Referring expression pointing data
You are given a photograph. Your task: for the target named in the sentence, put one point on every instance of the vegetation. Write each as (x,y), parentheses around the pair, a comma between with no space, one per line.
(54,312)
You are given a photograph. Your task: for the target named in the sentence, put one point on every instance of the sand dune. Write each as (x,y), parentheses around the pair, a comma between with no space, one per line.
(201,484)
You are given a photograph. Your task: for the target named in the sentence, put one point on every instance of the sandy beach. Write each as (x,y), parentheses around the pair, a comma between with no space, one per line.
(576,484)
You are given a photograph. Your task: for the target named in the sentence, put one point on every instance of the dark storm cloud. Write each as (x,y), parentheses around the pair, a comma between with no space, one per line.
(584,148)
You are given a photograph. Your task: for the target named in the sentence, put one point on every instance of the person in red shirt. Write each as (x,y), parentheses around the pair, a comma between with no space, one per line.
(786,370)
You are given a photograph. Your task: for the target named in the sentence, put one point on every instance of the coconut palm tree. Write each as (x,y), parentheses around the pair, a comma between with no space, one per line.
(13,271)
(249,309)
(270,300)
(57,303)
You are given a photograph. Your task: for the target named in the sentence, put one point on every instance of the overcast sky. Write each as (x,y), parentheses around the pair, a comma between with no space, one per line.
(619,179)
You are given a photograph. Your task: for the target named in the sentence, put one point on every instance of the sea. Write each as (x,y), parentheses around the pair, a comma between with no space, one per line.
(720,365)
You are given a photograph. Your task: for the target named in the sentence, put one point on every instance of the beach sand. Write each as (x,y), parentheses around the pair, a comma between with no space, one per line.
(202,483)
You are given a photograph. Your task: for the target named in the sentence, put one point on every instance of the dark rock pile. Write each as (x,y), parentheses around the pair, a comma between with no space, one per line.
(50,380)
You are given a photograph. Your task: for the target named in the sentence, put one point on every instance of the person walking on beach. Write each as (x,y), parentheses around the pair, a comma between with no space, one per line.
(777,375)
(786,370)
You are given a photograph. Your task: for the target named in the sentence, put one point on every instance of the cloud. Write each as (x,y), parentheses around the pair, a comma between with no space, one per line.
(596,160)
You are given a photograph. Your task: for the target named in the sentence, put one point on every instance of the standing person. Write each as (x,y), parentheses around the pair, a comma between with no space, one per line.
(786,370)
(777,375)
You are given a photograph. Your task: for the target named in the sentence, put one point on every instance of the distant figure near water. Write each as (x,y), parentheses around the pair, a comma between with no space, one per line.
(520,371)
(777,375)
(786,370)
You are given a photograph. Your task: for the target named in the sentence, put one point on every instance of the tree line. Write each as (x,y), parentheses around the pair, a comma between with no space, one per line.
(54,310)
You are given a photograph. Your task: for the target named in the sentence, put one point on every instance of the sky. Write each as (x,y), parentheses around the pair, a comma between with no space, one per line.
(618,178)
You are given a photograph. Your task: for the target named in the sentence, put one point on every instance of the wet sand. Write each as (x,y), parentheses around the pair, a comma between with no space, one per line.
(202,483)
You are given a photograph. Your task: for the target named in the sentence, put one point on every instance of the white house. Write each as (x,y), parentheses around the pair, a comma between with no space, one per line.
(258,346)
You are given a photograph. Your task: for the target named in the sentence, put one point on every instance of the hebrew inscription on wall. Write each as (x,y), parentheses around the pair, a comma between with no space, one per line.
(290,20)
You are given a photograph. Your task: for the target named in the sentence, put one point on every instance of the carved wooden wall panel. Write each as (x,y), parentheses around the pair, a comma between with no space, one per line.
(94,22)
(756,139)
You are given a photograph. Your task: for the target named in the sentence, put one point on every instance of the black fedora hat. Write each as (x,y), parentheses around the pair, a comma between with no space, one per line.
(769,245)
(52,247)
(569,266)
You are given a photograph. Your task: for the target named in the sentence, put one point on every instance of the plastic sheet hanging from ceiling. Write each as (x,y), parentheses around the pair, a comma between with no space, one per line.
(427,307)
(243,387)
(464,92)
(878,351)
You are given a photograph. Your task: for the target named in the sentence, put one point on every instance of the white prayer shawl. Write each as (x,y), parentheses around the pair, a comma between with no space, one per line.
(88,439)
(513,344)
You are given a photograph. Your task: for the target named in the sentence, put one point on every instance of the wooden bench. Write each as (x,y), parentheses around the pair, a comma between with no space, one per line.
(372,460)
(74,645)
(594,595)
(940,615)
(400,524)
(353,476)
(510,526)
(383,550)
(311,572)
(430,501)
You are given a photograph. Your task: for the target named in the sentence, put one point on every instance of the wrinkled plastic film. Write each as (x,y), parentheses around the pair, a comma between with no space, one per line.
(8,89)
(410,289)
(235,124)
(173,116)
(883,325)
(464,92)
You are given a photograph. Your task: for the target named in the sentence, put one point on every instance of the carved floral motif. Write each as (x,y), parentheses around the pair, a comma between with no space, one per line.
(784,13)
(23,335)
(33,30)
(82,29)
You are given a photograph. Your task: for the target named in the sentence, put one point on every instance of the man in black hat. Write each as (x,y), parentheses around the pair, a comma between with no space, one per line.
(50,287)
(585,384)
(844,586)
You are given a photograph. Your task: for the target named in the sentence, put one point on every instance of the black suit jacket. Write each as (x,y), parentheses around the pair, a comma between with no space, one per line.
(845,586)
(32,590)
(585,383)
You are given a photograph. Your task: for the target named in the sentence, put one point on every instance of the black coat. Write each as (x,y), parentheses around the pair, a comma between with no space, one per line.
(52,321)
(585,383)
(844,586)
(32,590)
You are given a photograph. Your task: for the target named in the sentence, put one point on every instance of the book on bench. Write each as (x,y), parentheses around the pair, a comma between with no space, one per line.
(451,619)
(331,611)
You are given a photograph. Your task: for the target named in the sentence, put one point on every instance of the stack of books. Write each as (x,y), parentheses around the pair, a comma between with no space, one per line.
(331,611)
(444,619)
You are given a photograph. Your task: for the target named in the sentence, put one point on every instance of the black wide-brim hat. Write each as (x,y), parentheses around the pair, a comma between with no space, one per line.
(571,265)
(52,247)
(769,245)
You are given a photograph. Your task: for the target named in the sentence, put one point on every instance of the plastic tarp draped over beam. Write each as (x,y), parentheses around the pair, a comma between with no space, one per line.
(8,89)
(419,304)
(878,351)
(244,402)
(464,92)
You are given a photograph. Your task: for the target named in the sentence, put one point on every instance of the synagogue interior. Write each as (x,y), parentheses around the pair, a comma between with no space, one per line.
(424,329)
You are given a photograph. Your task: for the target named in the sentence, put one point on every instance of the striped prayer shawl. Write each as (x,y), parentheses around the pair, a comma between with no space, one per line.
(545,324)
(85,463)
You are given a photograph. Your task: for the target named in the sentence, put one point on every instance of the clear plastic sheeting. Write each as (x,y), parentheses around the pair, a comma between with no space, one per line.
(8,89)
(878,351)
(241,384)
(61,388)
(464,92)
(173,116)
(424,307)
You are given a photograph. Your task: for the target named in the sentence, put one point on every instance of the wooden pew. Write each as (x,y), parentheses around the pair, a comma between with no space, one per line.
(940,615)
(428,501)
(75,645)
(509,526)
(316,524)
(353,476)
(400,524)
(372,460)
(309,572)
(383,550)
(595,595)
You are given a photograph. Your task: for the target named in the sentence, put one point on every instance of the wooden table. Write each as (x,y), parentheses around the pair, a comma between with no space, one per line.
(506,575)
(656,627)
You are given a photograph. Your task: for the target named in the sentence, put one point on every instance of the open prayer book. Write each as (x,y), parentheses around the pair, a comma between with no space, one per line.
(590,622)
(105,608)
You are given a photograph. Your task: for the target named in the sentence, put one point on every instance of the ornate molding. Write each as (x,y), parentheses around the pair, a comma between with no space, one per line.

▶ [ACTION ITEM] The entries must all be transcribed exactly.

▶ [WRITTEN SOLUTION]
You are given a photograph. Your task: for the target named in the sentence, put one point on every instance of the vegetation. Write each as (x,y), parentheses around the pair, a comma between with no space, one per line.
(54,312)
You are given a photograph. Your task: for the target named in the sentence, put one point on every instance of the sand dune. Write each as (x,y), parentheses around the pair, a comma between with no space, one per line.
(201,484)
You are given a photograph. Your task: for the target named in the sentence, put one point on every instance of the sandy beach. Write each as (x,y), parentheses around the pair, a comma between with no space, one per line.
(576,484)
You are given a photograph. Your task: for the target named in the sentence, put one point on every instance of the dark storm cloud. Write each as (x,y), parentheses around the pair, a comma between with no space, one per line.
(584,148)
You are given a photograph. Your task: for the target named in the sentence, put one point on every instance of the person in red shirt. Write each as (x,y), parentheses around the pair, a comma between with no space, one per line.
(786,370)
You are given a photograph. Your task: for the target named in the sentence, put one point on every instance of the coconut palm tree. Write each as (x,y), parentheses around the pair, a comma between with no space, one per line.
(13,271)
(249,309)
(270,300)
(57,303)
You are given a photograph. Your task: for the target named in the sentence, put one point on every instance of the overcast sky. Write each as (x,y), parentheses around the pair, a comma between with no space, one per line.
(619,179)
You are given a photograph. Your task: for the target named in the sentence, put one point on every instance of the sea. Write each as (x,y), parentheses around the pair, a comma between with no space, one per line.
(720,365)
You are given a photograph. Your task: for the target named in the sentence, put one point on every instance of the beach sand. Write each as (x,y), parentheses around the pair, a comma between with no space, one per line.
(202,483)
You are given a photograph. Your task: for the target named in the sentence, put one point on every instance of the dark rock pile. Write each as (x,y), parentheses around the pair, a comma between with no space, one per line.
(50,380)
You are given a photograph. Your task: for the target named in the sentence, put one point on every instance of the person walking on beach. Write each as (x,y), parentheses around the pair, a comma between with no space, one per line.
(777,375)
(786,370)
You are given a photograph. Your task: for the target named in the sentence, put one point on every instance of the cloud. Write each as (x,y), parentheses around the pair, a comma between with no space, one per line.
(596,160)
You are given a photograph. Your task: for the target named in the sentence, put one point on every instance of the standing person. Write each as (x,y), parentheses around the pair, a comma between with no space, one per line.
(786,370)
(777,375)
You are given a photograph. Your task: for the target named in the sentence, put one point on every instance of the distant figure near water. Write each as (x,y), parentheses around the pair, a comma between with no space, one per line.
(520,371)
(777,375)
(786,370)
You are given a photograph. Your task: for the target named in the sentence, put one point on every instance of the tree line. Write each as (x,y), parentheses around the pair, a comma between with no space, one per line.
(54,310)
You are given a photograph. Your task: for the target named in the sentence, put one point on every instance of the sky. Write each as (x,y), parentheses around the pair, a comma between with no space, one per line.
(618,178)
You are given a photograph. Your task: for the target named in the sentence, put one point on every instance of the wet sand. Write each as (x,y), parentheses around the pair, a comma between with no space, one per line.
(202,483)
You are given a photograph. Your task: for the target named in the sentence, put one point on every instance of the white house. Write each as (x,y), parentheses around the pair, a comma between with no space, one per line.
(258,346)
You are given a photograph. Your task: for the target named in the sentence, put one point on every instance of the hebrew inscription on wall. Write each as (x,y), parentheses around the pair, a comma between with no space, one per line.
(290,20)
You are given a photograph. Your task: for the target named in the sentence, put one point on every instance of the carved wooden wall panel. Write each as (x,y), parentheses around the pair, a comma between with no space, one per line.
(94,22)
(756,139)
You are given a photograph. Your task: for the target named in the sentence, put one point on every instance of the black fedora hat. Write each as (x,y), parentheses around the pair, a comma between with no space, one per line.
(769,245)
(52,247)
(569,266)
You are given a photograph. Your task: for the target named in the sentence, put one point on every instance of the plastic sheet hanging from ceiling. Write each as (x,y), parentheses around the pair, a comma between with no space, one per line.
(427,307)
(243,387)
(464,92)
(878,351)
You are given a photograph. Your task: for the target named in the sentence, put one point on every instance of the white prayer shawl. Write each as (x,y), parentheses around the pair, a comma between with no space, one per line.
(88,439)
(513,344)
You are given a photograph. Your task: for the target named in the sentence, put one point on every instance of the wooden bench. Write each as (x,y), parentheses around the pair, a comma between with no space, one per line.
(372,460)
(74,645)
(594,595)
(940,615)
(400,524)
(353,476)
(510,526)
(383,550)
(311,572)
(430,501)
You are given a photograph. Your task: for the target named in the sentence, put one point on every instance of the wrinkled plastic film. Write each as (x,y), parentheses around the pair, a comma between with no space, one per line.
(8,89)
(410,289)
(235,124)
(173,116)
(883,325)
(464,92)
You are given a photograph. Your task: for the target named in the sentence, put one point on every instance of the carved floral motif. Write each as (x,y), parentheses around the pair, a comma between with no space, one per line.
(784,13)
(23,335)
(33,30)
(82,29)
You are given a photograph. Your task: for the target named in the sentence, put one point on every instance of the man in black hat. Write each as (x,y), parentheses around the pair, a comma between with no space, one per line.
(50,287)
(585,384)
(844,586)
You are given a photograph. Your task: for the target named in the sentence, put one point on every instance of the black suit jacket. Write each as (x,y), parentheses around the pair, a comma between with no space, one per line.
(845,586)
(32,590)
(585,383)
You are given a photograph. Your task: for the target named in the sentence, put one point on every instance of the black coat. Write each as (x,y), parentheses around the pair, a comma between with no space, one per line.
(52,321)
(585,383)
(844,586)
(32,590)
You are given a photograph. Your task: for the target named in the sentence, put one point on every instance of the book on bench. Write each as (x,y), parentheses around the pair, a comma between with no space, one per line.
(451,619)
(331,611)
You are given a photograph. Your task: for the target named in the sentence, put one point on every instance of the stack of books. Write each as (x,y), parentheses around the pair, a comma between with no space, one per line.
(331,611)
(444,619)
You are given a photograph. Your task: for the target named in the sentence, put one point on every instance of the black wide-brim hat. Write each as (x,y), parentheses around the pair, a comma between with no space, one per line.
(571,265)
(52,247)
(769,245)
You are given a photograph. Your task: for the target named in the sentence, put one point on every instance of the plastic tarp draped over beam. Write each as (x,y), parentheses around the pair, a comma between with no space, one per line.
(8,89)
(419,304)
(878,351)
(244,402)
(464,92)
You are given a photograph. Your task: for the target named in the sentence, put one point on every instance of the synagogue interior. Write each as (x,y), parentheses around the pair, a comma between with no space, one per line.
(424,329)
You are given a photograph. Your task: for the target named in the sentence, put one point on every instance of the striped prayer shawl. Write each as (x,y), parentheses around the pair, a comma between with no space, one per line.
(545,324)
(85,463)
You are given a photograph. Your task: for the target named in the sentence, put one point on every instance of the clear plastic sheeting. Write each as (x,y), parentheses around the pair, a comma between with no space, one per line.
(8,89)
(878,351)
(241,384)
(61,388)
(464,92)
(173,116)
(424,307)
You are given a photograph. Your task: for the target named in the sentence, put one point on every instance of the wooden pew. Write each as (x,y), parentheses around the pair, a comma between with no space, one per line.
(940,615)
(428,501)
(75,645)
(509,526)
(316,524)
(353,476)
(400,524)
(372,460)
(309,572)
(383,550)
(595,595)
You are given a photograph. Your task: for the target named in the sentence, put one point on every instance of the wooden table. Write each as (x,y), parentheses around the pair, a comma between with no space, one per line.
(506,575)
(656,627)
You are given a photograph. Your task: for the target named in the sentence, put one point on every instance of the open prayer book. Write each as (x,y), parentheses around the pair, a comma between with no space, one per line.
(590,622)
(105,608)
You are given a photograph. Your task: for the target named in the sentence, put one point on every instance of the ornate molding. Write each as (x,y), parentheses around the pair, a comma between with no space, one per line.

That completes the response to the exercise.